**Directions for this task:**
In the NTUDINET text, how long ago did Peace Kaconco take the HIV test that came back positive?

**Text section:**
^^^^^^^^^^^^^^^^
NTUDINET
Ntungamo District Network of People Living with HIV/AIDS
Ntungamo District, Southwest Uganda
NTUDINET
When Peace Kaconco talks about HIV/AIDS and the social stigma attached to the disease, she speaks from personal experience.
When Kaconco had the HIV test six years ago and the results were positive, she defied a code of silence that prevailed in her community at the time. She acknowledged openly that she had HIV. Many people reacted by denouncing her, she recalls, her voice quavering even now: "They said, 'You still have a husband. Why are you saying you are [HIV] positive? Why are you telling us that? You are sinners.'"
Despite the hostility—or because of it—Kaconco resolved to speak out and fight against the stigma by encouraging others living with HIV to support one another. She became an early organizer of a fledgling HIV/AIDS self-help group in the Ntungamo district.
^^^^^^^^^^^^^^^^
**Record set:**
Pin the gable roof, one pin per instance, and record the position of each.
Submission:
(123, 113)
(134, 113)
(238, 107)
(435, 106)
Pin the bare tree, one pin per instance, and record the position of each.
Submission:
^^^^^^^^^^^^^^^^
**Solution below:**
Six years ago.